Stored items
* Start *

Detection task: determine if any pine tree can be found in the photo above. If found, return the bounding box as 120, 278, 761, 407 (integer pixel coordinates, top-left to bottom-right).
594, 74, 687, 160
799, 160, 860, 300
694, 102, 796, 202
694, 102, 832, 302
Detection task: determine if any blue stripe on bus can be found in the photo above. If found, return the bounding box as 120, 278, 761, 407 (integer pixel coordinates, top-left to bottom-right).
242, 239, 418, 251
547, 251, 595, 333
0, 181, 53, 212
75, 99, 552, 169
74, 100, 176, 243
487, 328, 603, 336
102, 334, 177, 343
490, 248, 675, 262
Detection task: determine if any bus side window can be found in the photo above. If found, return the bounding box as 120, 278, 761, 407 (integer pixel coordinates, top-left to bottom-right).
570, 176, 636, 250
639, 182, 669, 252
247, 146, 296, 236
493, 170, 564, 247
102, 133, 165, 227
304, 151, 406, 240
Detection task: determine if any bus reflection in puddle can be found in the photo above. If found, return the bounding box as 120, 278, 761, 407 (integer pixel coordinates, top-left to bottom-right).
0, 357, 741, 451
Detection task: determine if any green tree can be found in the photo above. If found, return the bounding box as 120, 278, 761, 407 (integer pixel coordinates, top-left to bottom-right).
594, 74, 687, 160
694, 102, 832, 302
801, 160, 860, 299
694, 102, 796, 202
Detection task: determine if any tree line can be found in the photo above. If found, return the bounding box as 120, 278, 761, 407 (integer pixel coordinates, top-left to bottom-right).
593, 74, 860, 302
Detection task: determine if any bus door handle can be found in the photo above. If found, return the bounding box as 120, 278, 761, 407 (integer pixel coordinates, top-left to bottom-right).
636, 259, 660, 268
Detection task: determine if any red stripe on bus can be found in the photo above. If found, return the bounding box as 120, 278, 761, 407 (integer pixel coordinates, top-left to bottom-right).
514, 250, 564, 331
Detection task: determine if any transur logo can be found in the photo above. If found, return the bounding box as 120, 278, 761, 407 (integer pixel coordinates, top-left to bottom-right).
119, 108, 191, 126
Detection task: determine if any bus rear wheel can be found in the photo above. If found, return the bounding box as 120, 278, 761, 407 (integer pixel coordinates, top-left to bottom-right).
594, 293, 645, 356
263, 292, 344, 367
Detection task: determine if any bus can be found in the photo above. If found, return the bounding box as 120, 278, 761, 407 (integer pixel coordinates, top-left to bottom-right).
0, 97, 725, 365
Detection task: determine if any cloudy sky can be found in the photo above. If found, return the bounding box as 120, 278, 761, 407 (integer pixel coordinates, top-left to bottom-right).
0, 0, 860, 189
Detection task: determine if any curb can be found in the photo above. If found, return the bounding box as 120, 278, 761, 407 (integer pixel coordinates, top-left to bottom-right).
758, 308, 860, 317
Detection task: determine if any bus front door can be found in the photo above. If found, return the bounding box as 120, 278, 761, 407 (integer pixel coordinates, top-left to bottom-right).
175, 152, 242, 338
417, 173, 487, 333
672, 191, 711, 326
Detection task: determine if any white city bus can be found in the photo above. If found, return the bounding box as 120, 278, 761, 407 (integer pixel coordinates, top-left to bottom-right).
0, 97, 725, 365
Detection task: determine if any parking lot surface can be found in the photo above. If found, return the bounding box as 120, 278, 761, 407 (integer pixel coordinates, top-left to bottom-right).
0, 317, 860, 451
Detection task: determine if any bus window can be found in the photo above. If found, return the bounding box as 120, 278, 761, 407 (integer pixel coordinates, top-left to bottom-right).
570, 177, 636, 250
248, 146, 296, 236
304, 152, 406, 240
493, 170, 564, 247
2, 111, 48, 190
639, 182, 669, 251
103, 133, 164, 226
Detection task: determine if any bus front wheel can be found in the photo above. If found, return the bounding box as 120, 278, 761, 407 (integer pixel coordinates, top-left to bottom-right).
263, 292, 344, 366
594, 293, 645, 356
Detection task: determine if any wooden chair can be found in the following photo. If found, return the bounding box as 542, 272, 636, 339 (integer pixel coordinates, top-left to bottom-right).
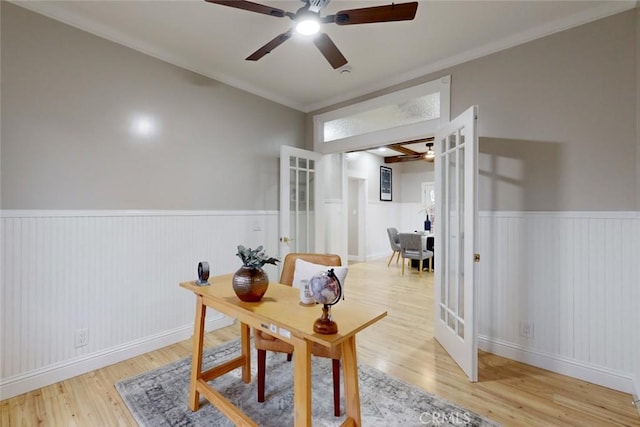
399, 233, 433, 276
387, 227, 400, 267
253, 253, 342, 417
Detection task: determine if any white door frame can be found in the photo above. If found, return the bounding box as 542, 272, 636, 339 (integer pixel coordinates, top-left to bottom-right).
278, 145, 324, 260
434, 106, 479, 382
347, 170, 369, 262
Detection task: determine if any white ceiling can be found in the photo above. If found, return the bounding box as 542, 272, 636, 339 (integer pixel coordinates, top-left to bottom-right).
14, 0, 636, 112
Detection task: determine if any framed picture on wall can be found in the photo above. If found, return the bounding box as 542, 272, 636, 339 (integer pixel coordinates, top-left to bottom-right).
380, 166, 393, 202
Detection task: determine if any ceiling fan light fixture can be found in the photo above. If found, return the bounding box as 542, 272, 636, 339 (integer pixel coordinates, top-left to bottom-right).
296, 18, 320, 36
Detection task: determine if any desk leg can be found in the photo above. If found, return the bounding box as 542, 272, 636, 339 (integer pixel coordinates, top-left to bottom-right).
342, 335, 362, 426
189, 296, 207, 411
240, 323, 251, 384
293, 338, 311, 427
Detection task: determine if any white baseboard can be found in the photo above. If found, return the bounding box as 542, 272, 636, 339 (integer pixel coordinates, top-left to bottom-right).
478, 336, 638, 393
367, 249, 391, 261
0, 314, 234, 400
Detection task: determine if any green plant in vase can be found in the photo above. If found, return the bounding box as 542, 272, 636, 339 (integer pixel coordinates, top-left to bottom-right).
231, 245, 280, 302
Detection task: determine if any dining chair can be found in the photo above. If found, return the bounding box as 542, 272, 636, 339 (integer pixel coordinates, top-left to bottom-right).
387, 227, 400, 267
399, 233, 433, 276
253, 253, 342, 417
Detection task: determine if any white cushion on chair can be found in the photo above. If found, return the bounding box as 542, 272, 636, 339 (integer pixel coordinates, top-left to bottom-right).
291, 258, 349, 291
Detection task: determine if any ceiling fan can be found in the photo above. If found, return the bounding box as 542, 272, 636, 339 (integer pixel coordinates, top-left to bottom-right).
205, 0, 418, 69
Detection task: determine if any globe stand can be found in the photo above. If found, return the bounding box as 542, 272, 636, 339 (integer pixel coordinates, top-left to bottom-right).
313, 304, 338, 335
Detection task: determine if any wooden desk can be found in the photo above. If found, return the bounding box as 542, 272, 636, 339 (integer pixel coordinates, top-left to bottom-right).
180, 274, 387, 426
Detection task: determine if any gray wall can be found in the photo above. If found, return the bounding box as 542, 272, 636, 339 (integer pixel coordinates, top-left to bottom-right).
1, 2, 305, 210
307, 9, 640, 211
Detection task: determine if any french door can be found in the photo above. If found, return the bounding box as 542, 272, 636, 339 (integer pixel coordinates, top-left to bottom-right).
434, 106, 479, 382
279, 145, 323, 260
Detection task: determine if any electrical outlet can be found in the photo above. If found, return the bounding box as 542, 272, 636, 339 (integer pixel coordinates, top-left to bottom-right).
76, 328, 89, 348
520, 320, 533, 340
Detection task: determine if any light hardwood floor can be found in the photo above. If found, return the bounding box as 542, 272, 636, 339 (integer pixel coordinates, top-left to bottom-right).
0, 259, 640, 426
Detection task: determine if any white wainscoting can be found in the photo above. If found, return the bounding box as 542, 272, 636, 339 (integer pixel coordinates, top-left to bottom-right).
0, 210, 278, 399
477, 212, 640, 394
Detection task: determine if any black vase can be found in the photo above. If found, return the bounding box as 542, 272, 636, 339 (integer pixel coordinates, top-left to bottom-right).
231, 265, 269, 302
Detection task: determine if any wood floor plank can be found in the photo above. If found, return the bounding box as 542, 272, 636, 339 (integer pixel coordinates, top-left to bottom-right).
0, 258, 640, 427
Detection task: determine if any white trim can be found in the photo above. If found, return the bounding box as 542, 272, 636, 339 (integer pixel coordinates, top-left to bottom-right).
0, 314, 235, 400
478, 336, 637, 393
310, 0, 636, 112
478, 211, 640, 219
11, 1, 304, 112
313, 75, 451, 154
12, 0, 636, 113
633, 375, 640, 416
0, 209, 278, 218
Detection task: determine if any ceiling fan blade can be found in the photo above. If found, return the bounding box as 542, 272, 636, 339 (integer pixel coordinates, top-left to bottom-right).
313, 33, 347, 69
205, 0, 288, 18
246, 30, 291, 61
334, 2, 418, 25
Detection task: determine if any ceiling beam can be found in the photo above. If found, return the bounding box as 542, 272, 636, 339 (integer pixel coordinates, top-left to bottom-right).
384, 153, 424, 163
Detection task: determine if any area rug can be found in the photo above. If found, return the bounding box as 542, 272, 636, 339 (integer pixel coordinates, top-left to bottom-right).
116, 340, 497, 427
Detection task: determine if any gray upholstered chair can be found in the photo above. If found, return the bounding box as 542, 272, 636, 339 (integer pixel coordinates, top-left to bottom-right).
399, 233, 433, 276
387, 227, 400, 267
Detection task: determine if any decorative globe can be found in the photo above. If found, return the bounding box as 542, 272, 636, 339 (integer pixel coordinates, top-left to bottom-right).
309, 269, 342, 305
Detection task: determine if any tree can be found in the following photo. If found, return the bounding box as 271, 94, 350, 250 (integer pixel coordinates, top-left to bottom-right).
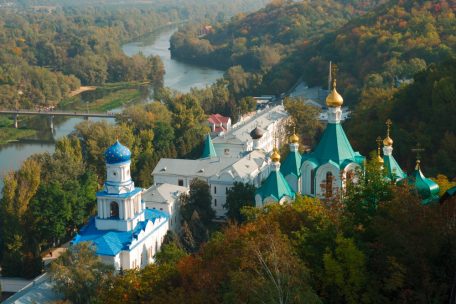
181, 178, 215, 226
50, 243, 114, 304
323, 235, 368, 304
223, 182, 256, 223
285, 98, 323, 146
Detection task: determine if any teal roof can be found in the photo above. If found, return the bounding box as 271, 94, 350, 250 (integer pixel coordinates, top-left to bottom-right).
256, 170, 296, 201
71, 209, 169, 256
280, 150, 302, 178
303, 123, 364, 167
201, 134, 217, 158
383, 155, 407, 182
408, 165, 440, 205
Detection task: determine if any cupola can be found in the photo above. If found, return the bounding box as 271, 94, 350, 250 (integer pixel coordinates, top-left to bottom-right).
250, 127, 264, 139
104, 140, 131, 165
326, 79, 344, 108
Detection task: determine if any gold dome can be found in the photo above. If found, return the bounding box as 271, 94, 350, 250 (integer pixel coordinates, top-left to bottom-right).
290, 133, 299, 144
383, 135, 394, 147
326, 79, 344, 108
271, 149, 280, 163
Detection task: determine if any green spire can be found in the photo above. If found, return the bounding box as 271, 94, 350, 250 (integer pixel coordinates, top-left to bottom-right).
201, 134, 217, 158
383, 155, 407, 182
408, 160, 440, 205
256, 170, 296, 202
312, 123, 360, 165
280, 150, 302, 178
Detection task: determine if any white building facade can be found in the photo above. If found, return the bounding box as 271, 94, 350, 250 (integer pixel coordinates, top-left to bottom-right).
71, 141, 169, 270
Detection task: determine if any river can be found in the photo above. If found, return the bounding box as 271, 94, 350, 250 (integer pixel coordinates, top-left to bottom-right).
0, 28, 223, 189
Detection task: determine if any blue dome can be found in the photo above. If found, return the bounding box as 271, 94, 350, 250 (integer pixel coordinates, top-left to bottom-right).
105, 141, 131, 164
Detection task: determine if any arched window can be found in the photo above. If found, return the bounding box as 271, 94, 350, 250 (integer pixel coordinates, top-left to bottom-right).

* End *

Rename "pine tree" to "fir tree" in the data from its beginning through the line containing "490, 248, 675, 262", inclusive, and return those lines with nothing else changed.

**WRITTEN ANSWER**
Detection task: determine if any fir tree can be found in the photo above. If found, return the bounding box as 120, 278, 761, 407 (integer pixel coordinates, top-left to bottom-right).
594, 74, 687, 160
799, 160, 860, 300
694, 102, 796, 202
694, 102, 832, 302
Detection task: determine if any blue stripe on bus can be found in the photo above. If found, return the bounding box as 120, 278, 761, 407 (integer pixel coordinates, top-left to bottom-right).
242, 239, 418, 251
547, 251, 595, 333
0, 181, 53, 212
75, 99, 552, 169
74, 100, 176, 243
487, 328, 603, 336
102, 334, 177, 343
490, 248, 675, 262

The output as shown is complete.